> **Directions for this task**
Write out the records word for word, with no pictures.

--- start of Excerpted data ---

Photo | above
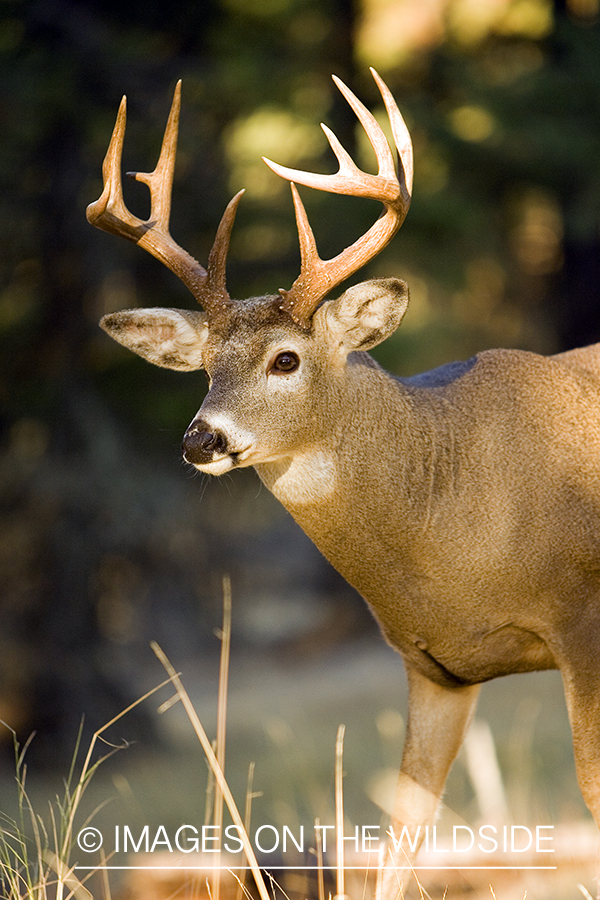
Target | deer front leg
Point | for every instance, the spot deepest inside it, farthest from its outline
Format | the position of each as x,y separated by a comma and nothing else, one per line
438,718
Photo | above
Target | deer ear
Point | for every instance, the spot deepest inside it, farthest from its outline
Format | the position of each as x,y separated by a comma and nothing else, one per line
367,313
171,338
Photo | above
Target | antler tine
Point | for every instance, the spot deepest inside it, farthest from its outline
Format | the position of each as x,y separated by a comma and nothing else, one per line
110,213
317,277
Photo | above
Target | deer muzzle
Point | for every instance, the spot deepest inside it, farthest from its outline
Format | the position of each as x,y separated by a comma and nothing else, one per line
200,443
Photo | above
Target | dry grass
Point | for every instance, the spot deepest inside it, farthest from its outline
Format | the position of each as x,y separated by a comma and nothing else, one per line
36,852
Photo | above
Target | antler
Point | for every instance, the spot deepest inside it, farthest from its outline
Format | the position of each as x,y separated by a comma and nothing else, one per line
110,214
318,277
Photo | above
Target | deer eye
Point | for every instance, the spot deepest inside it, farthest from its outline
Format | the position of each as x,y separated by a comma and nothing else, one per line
284,363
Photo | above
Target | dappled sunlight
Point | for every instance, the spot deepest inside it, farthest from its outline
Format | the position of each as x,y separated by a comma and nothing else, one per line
276,133
390,31
537,234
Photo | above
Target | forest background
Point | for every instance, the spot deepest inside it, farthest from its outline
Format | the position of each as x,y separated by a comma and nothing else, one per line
106,541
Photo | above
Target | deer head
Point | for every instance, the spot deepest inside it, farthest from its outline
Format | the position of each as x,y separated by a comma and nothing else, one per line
274,363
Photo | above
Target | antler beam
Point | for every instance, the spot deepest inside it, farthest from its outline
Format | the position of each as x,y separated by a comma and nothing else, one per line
110,214
318,277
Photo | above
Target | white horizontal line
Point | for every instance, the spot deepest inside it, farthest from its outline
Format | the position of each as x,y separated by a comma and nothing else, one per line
268,868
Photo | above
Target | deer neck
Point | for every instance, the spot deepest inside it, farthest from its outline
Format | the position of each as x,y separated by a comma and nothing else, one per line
329,485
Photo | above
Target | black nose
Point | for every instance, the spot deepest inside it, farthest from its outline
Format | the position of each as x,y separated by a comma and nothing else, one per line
200,443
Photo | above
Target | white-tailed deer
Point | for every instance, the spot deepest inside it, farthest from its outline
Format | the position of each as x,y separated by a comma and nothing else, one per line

--- end of Excerpted data ---

> **Finished answer**
Photo | above
Target | deer front leg
Point | for every instance, the spot deepest inside it, farthest from its outline
Format | the position of each as x,y separated by a comma and nothing else, one per line
438,718
Photo | above
Target | deer ear
Point | for every instance, the spot deepest inside it, farthest from its outline
Format | the position of each as x,y separated by a comma and nothing else, one per line
367,313
171,338
Photo | above
Target | antler tine
Point | for every instance, the spot deepest inside it, farthest from its outline
Format | the position of each as x,y separated by a comma and nothing else, one per line
110,213
317,277
Photo | above
Target | deer muzzle
Point | for every instance, the spot deepest inside it, farthest from its outline
Format | the position of each as x,y separated by a comma and nothing else, one per line
200,443
Photo | above
Target | dry grass
Point | for every instance, the spot deepest inside it, farthest from its outline
Format | the position of each as x,y separated by a comma and nothing else, one per line
36,852
Photo | above
Target | antler
Point | for every instance, the spot deepest inside it, farthest from its outline
Format | the position of each as x,y separated by a comma and nothing else, one per line
110,214
318,277
Photo | above
Target | deer eye
Point | for every instance, the spot deepest inside it, farthest from its outline
Format | the position of each as x,y separated by a comma and nothing else, one per line
284,363
Photo | above
Target | dappled sunlight
Point | for every instance, the spot deepest inside it, farthest from its outline
Format | the position of each as x,y separated by a comma and nothing else, one per line
276,133
390,31
537,234
Photo | above
Target | forest background
Point | for every instance, the spot deepest inside it, farthest from its outline
Format | the position of each as x,y separated by a comma and nothing else, one per line
106,541
Photo | above
Target | deer head
Point | for every instance, the spot deepest inside it, farthest from its outline
Format | the position of each as x,y separated by a comma and nothing else, one per line
274,363
Photo | above
Target | antler beam
Point | for every instance, the spot deepest inside it, farthest from its outline
Format | the position of each as x,y separated by a comma and nothing else, one per line
110,214
318,277
Photo | above
Target | white horizontal line
Point | for every instance, the spot deepest inside it, farthest from its outline
Format | the position of each as x,y separated by a comma and nothing else, one per line
268,868
Photo | above
Target | deer neck
Point | for every instance, the spot deepest inside it, farthest from its outline
Format | the position of each as x,y separated by a comma and nothing else, one per line
329,485
Photo | above
Target | black nose
Point | for every instance, the spot deepest inside it, farthest from its outline
Format | the position of each as x,y separated by a comma and nothing else, one per line
200,443
Photo | above
Target | white-tailed deer
Point | for every instance, the spot deepest inside it, farthest from its outline
Format | the position of each as x,y separated by a comma and nothing else, one per line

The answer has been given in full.